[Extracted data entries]
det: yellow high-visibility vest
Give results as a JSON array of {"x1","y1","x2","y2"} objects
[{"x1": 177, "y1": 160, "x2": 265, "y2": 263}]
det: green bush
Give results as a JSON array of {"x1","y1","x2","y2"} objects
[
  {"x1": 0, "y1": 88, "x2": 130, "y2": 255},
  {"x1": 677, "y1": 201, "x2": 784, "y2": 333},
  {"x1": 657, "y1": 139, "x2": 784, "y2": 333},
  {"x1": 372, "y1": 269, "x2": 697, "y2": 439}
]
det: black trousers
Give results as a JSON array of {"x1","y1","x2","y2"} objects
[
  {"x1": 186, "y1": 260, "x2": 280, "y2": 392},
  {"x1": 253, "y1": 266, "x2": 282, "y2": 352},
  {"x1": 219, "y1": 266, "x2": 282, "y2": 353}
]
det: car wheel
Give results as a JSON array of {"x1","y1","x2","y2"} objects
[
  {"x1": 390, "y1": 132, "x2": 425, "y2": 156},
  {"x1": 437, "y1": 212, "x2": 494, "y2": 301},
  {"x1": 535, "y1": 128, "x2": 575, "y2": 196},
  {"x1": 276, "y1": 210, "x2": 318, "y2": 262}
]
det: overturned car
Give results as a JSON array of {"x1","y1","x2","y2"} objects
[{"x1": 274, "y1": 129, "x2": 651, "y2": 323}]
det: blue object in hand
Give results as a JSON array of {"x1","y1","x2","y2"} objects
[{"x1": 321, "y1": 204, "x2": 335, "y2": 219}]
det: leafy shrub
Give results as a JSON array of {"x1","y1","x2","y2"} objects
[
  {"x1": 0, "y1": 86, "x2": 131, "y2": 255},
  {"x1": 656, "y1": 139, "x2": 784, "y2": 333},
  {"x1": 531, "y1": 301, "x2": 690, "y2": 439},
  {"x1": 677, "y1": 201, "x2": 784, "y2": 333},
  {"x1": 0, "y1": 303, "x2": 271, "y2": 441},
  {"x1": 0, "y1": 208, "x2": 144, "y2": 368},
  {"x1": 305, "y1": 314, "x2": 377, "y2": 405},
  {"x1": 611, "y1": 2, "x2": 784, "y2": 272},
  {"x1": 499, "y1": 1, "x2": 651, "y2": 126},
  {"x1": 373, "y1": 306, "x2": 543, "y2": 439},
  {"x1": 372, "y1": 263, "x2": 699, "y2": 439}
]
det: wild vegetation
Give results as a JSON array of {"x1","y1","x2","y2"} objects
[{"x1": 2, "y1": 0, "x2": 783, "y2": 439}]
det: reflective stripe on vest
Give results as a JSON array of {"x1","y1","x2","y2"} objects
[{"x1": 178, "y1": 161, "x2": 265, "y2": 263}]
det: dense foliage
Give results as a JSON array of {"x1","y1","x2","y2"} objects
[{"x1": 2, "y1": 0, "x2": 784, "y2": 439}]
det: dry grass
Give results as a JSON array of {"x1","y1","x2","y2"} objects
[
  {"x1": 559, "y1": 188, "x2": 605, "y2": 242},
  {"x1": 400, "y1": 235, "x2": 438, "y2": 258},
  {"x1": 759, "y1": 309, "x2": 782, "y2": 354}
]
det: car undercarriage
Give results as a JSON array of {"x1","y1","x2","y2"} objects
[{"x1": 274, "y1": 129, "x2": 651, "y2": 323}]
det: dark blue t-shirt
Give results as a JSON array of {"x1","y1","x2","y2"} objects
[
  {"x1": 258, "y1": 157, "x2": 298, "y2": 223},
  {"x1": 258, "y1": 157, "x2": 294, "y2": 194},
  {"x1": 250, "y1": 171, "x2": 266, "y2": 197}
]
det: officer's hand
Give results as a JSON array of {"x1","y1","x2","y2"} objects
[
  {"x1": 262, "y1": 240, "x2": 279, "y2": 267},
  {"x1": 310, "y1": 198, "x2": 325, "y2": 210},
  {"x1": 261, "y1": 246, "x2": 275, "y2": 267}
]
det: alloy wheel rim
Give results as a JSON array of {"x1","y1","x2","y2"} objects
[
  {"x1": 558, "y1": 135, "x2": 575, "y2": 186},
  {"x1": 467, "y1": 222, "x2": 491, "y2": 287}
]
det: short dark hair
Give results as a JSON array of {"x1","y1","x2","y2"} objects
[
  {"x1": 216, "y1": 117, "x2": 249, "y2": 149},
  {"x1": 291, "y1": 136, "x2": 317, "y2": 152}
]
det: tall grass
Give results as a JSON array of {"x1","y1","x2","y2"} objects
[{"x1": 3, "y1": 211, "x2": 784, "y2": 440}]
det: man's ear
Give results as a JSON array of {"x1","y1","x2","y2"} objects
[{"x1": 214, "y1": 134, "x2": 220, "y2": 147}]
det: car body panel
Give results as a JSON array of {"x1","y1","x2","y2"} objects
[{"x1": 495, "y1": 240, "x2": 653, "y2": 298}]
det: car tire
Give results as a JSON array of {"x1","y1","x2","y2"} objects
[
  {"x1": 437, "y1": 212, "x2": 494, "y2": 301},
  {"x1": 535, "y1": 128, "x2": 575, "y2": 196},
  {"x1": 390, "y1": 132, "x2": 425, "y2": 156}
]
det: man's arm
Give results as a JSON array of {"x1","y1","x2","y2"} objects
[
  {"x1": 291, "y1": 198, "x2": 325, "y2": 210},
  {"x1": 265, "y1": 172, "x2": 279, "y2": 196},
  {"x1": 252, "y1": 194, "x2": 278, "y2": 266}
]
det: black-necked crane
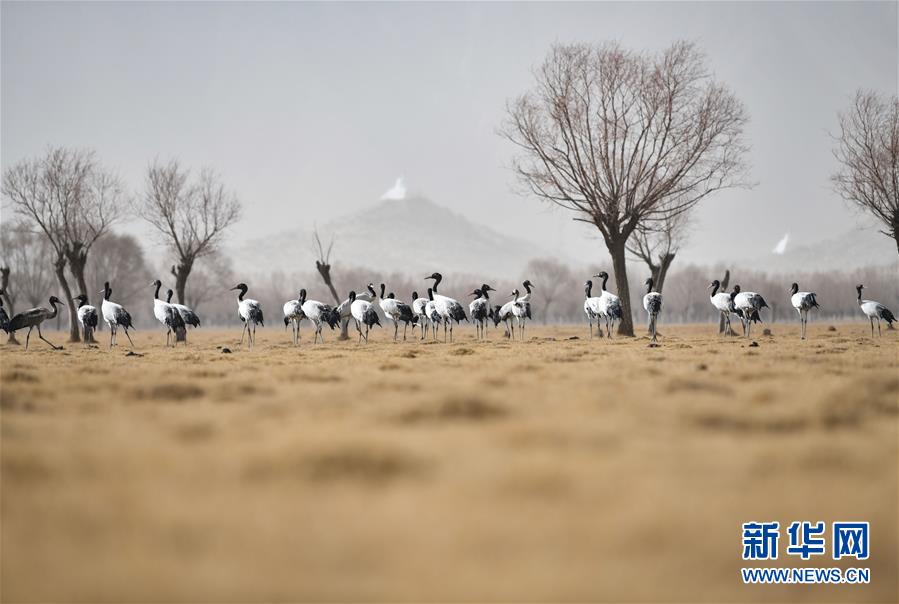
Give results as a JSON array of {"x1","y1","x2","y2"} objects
[
  {"x1": 708, "y1": 279, "x2": 739, "y2": 335},
  {"x1": 789, "y1": 283, "x2": 819, "y2": 340},
  {"x1": 300, "y1": 288, "x2": 340, "y2": 344},
  {"x1": 517, "y1": 280, "x2": 534, "y2": 321},
  {"x1": 424, "y1": 272, "x2": 468, "y2": 342},
  {"x1": 411, "y1": 291, "x2": 429, "y2": 340},
  {"x1": 469, "y1": 284, "x2": 495, "y2": 340},
  {"x1": 152, "y1": 280, "x2": 185, "y2": 347},
  {"x1": 8, "y1": 295, "x2": 64, "y2": 350},
  {"x1": 592, "y1": 271, "x2": 622, "y2": 338},
  {"x1": 643, "y1": 277, "x2": 663, "y2": 343},
  {"x1": 231, "y1": 283, "x2": 264, "y2": 348},
  {"x1": 349, "y1": 290, "x2": 380, "y2": 343},
  {"x1": 283, "y1": 292, "x2": 305, "y2": 346},
  {"x1": 166, "y1": 289, "x2": 201, "y2": 343},
  {"x1": 856, "y1": 284, "x2": 895, "y2": 337},
  {"x1": 100, "y1": 282, "x2": 135, "y2": 348},
  {"x1": 72, "y1": 293, "x2": 99, "y2": 345},
  {"x1": 425, "y1": 289, "x2": 441, "y2": 340},
  {"x1": 497, "y1": 290, "x2": 525, "y2": 340},
  {"x1": 732, "y1": 284, "x2": 768, "y2": 339},
  {"x1": 378, "y1": 283, "x2": 415, "y2": 341}
]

Activity: In the records, locate each line holding the string "dark" and copy it.

Exercise output:
det: dark blue t-shirt
det: short dark hair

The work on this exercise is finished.